In 2012, he became the founding director of the NYU Center for Data Science. On 9 December 2013, LeCun became the first director of Meta AI Research in New York City and in early 2014 stepped down from the NYU–CDS directorship.

In 2013, he and Yoshua Bengio co-founded the International Conference on Learning Representations, which adopted a post-publication open review process he previously advocated on his website. He was the chair and organiser of the "Learning Workshop" held every year between 1986 and 2012 in Snowbird, Utah. He is a member of the Science Advisory Board of the Institute for Pure and Applied Mathematics at UCLA. He is the co-director of the Learning in Machines and Brain research program (formerly Neural Computation & Adaptive Perception) of CIFAR.

In 2016, he was the visiting professor of computer science on the Chaire Annuelle Informatique et Sciences Numériques at Collège de France in Paris, where he presented the leçon inaugurale (inaugural lecture). In 2023, he was named as the inaugural Jacob T. Schwartz Chaired Professor in Computer Science at NYU's Courant Institute. LeCun is also a scientific advisor to French research group Kyutai which is being funded by Xavier Niel, Rodolphe Saadé, Eric Schmidt, and others.

**REQUIRED WORK**: Carry on the text about LeCun's academic and research roles, starting right after its last sentence.

**DATA EXCERPTS**:
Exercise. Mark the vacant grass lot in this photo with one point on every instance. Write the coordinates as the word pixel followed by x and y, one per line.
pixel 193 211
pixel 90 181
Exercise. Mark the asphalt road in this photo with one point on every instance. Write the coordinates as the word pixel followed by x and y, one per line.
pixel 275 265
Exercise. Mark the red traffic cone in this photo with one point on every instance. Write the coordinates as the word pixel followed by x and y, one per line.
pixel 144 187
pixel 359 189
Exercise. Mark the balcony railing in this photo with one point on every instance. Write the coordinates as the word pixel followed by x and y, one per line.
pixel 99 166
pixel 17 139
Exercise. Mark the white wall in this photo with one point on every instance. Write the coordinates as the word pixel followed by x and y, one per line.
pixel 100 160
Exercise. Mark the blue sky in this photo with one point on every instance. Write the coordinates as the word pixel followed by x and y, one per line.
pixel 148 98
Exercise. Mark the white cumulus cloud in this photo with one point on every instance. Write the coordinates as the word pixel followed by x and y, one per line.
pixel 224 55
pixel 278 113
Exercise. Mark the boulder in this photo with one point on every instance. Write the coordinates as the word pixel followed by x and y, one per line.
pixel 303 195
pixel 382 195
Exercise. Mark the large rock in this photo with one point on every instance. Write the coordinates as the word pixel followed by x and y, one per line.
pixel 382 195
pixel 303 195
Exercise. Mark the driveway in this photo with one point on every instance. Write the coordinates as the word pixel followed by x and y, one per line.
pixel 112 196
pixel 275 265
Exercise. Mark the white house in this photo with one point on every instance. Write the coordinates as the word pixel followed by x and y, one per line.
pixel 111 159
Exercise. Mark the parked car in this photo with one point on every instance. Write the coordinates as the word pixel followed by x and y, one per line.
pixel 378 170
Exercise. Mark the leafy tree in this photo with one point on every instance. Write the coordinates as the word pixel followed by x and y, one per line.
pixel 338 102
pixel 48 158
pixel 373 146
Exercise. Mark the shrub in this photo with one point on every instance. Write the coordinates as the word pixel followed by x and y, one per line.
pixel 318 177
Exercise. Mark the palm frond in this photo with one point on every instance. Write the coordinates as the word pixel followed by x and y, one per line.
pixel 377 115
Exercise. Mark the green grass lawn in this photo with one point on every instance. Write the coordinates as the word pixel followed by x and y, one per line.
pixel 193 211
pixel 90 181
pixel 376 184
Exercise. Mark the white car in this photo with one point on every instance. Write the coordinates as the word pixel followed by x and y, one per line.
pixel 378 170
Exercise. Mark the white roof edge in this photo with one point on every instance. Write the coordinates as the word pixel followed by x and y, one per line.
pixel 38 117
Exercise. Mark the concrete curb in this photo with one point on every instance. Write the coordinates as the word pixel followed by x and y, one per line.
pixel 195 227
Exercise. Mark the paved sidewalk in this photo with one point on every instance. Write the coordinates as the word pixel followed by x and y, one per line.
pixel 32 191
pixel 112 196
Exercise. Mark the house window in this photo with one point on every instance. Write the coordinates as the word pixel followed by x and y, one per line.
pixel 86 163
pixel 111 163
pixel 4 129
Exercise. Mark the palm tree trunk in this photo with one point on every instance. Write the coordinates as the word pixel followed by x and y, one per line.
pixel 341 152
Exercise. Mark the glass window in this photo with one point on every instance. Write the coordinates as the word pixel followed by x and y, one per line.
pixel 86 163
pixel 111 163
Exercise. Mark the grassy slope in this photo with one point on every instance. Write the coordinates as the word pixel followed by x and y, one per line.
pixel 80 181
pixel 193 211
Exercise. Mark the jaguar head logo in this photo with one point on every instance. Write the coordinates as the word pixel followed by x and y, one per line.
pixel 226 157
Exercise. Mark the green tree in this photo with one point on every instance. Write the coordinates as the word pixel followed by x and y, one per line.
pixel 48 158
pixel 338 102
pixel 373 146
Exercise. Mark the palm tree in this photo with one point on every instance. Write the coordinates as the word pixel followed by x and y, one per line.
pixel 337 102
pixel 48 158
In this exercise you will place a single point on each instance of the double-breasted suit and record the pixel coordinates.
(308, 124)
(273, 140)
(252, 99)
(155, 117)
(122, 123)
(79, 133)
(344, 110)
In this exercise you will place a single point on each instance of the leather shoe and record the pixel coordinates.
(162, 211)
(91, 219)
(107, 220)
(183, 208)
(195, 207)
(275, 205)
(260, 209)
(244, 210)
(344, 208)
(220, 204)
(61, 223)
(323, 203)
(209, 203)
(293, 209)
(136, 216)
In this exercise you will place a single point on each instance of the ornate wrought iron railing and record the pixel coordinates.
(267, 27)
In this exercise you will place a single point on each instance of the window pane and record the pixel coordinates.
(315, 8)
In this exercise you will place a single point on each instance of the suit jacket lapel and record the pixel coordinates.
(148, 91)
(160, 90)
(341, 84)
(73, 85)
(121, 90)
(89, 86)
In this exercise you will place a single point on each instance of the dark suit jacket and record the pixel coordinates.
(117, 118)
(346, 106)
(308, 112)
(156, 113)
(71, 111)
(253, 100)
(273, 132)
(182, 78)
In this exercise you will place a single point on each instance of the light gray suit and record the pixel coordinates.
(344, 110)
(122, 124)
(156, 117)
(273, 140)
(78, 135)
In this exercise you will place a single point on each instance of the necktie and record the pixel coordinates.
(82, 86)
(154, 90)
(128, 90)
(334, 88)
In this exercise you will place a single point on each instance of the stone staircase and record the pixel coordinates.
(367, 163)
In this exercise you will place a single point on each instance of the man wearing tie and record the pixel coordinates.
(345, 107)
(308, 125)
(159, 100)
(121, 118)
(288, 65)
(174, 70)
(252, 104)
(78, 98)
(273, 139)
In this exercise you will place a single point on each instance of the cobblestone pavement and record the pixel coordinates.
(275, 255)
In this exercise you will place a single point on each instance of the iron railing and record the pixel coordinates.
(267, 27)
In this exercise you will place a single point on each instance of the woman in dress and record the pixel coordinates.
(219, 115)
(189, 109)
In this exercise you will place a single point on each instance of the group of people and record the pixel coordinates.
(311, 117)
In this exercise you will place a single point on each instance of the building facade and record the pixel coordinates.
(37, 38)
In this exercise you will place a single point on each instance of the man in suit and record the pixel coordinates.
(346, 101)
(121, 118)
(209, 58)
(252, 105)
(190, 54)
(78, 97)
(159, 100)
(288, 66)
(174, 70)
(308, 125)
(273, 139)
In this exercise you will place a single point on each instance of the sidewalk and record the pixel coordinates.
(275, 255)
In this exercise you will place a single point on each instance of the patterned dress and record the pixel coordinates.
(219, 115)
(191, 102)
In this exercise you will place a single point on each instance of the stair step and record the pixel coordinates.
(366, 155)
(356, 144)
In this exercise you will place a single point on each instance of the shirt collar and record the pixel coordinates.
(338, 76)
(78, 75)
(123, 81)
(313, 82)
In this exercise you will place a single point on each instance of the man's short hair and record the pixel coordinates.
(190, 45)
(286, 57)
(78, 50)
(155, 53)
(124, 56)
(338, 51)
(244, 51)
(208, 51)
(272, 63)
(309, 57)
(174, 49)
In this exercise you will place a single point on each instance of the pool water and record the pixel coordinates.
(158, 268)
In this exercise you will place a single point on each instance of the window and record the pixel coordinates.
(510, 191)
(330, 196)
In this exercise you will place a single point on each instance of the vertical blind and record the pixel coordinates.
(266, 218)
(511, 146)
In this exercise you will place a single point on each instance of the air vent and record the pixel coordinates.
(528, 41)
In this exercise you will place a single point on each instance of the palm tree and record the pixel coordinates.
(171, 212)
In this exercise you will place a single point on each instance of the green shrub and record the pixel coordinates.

**ANSWER TO THE PROBLEM**:
===Meta Platforms===
LeCun joined Facebook (now Meta Platforms) in 2013 as chief AI scientist and led the company's AI research laboratory, FAIR.

===AMI Labs===
On 19 November 2025, LeCun confirmed that he would be leaving Meta after ten years to found his own company focused on world-model architectures and human-like artificial intelligence he calls superintelligence.

The company he founded, Advanced Machine Intelligence Labs (or AMI Labs), is run by CEO Alex LeBrun, with LeCun serving as Executive Chair. This venture is focused on building AI "world models": systems that learn to understand the physical world's structure and dynamics rather than just predict text like large language models.

In March 2026, AMI announced it had raised $1.03 billion in funding at a $3.5 billion pre-money valuation. The funding round was co-led by investors including Cathay Innovation, Greycroft, Hiro Capital, HV Capital and Bezos Expeditions.

In January 2026, LeCun became founding chair of the Technical Research Board of Logical Intelligence, an AI company developing energy-based (EBM) reasoning systems.

==Honours and awards==
LeCun is a member of the US National Academy of Sciences, National Academy of Engineering and the French Académie des Sciences.

He has received honorary doctorates from Instituto Politécnico Nacional (IPN) in Mexico City in 2016, from EPFL in 2018, from Université Côte d'Azur in 2021, from Università di Siena in 2023, and from Hong Kong University of Science and Technology in 2023.

In 2014, he received the IEEE Neural Network Pioneer Award and in 2015, the PAMI Distinguished Researcher Award.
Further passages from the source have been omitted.